§ Activity:
Count the lines in the records below that contain the word "wooden", and give only that count.

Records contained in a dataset
%%

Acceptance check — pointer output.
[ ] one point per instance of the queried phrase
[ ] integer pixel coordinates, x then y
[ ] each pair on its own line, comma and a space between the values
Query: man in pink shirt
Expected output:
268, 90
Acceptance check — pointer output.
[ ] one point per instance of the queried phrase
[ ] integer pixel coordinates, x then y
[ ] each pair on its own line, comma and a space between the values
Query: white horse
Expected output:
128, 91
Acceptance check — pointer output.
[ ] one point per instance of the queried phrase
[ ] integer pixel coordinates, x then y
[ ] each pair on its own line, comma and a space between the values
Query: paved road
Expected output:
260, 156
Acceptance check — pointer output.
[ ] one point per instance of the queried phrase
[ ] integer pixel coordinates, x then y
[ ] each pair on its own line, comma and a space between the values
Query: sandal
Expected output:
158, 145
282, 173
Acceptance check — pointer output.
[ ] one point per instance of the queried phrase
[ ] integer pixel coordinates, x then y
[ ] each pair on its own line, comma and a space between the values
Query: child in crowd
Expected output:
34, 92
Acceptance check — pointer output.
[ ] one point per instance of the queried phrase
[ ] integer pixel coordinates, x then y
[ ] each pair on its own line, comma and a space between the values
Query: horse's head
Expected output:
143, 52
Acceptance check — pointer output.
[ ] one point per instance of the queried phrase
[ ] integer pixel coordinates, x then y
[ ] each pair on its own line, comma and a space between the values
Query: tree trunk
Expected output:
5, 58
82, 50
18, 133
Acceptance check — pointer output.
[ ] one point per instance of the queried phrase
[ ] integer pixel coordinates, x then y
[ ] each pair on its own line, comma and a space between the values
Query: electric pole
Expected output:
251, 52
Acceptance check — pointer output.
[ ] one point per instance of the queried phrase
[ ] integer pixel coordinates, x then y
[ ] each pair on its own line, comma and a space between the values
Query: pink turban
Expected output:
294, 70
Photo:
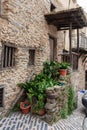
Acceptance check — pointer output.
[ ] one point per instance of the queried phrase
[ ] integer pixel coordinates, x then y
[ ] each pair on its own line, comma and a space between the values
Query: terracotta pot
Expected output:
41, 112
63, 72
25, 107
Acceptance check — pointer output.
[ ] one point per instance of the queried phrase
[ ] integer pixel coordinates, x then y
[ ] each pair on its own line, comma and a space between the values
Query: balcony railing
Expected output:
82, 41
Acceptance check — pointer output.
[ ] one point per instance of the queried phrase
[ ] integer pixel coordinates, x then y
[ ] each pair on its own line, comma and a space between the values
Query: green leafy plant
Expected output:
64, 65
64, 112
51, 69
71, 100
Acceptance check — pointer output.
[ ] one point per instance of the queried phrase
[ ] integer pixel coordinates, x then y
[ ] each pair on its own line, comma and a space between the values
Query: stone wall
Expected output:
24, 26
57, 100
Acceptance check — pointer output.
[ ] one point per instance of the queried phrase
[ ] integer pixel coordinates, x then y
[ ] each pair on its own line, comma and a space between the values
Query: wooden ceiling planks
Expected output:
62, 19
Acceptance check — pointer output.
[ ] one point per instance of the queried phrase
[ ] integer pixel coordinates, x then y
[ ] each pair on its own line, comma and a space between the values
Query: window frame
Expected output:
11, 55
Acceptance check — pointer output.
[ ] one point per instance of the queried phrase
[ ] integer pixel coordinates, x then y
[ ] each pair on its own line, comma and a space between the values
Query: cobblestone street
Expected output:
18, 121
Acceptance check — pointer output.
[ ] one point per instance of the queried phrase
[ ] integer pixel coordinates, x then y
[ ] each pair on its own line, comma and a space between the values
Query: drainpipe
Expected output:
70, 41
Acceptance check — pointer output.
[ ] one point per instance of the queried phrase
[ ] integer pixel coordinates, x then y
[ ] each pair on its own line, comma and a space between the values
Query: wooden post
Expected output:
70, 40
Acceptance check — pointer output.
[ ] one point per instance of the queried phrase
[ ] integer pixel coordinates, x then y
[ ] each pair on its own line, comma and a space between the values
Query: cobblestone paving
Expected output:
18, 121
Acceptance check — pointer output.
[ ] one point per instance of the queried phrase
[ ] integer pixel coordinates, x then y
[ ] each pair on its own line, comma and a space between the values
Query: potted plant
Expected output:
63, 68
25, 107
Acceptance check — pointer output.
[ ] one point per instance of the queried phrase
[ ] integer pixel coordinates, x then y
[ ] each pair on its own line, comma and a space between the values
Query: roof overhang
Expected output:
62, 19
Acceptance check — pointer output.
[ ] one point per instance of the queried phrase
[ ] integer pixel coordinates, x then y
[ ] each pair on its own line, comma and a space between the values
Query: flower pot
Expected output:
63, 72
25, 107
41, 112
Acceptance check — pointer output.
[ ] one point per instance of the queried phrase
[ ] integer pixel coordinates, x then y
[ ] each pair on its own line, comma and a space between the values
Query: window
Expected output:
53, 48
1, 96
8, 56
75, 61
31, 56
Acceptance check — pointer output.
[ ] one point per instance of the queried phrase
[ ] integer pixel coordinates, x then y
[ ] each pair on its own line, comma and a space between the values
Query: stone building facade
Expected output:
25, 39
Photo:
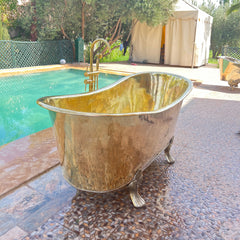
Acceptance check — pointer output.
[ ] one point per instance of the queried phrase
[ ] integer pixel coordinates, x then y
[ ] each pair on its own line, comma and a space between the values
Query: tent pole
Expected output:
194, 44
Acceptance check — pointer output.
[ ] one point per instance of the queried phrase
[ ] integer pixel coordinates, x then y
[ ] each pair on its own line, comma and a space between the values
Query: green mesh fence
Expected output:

%%

§ Answer box:
2